## YOUR TASK
Restate each entry exactly, without pictures.

## Point localization data
+ + +

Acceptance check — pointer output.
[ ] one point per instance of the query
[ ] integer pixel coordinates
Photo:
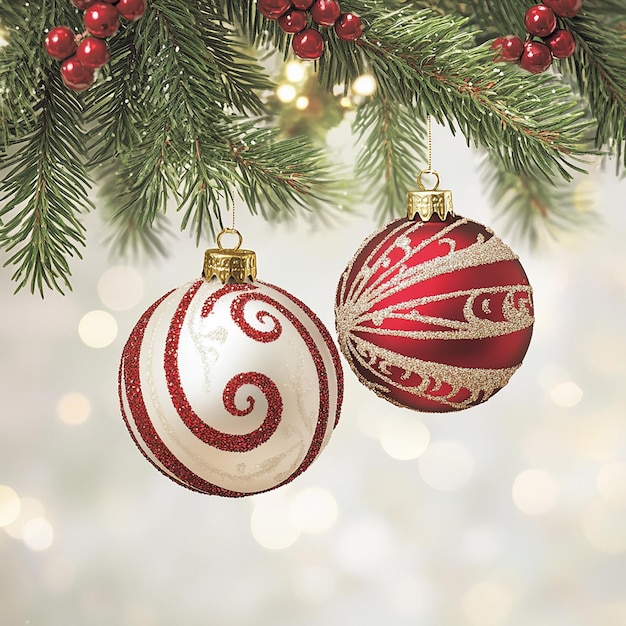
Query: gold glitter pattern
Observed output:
(435, 316)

+ + +

## TASK SOLUTION
Acceptance check — pointer output.
[ ] one point per instance of the query
[ ] integer pixel coordinates
Photo:
Query: gold glitter pattern
Observed output:
(435, 316)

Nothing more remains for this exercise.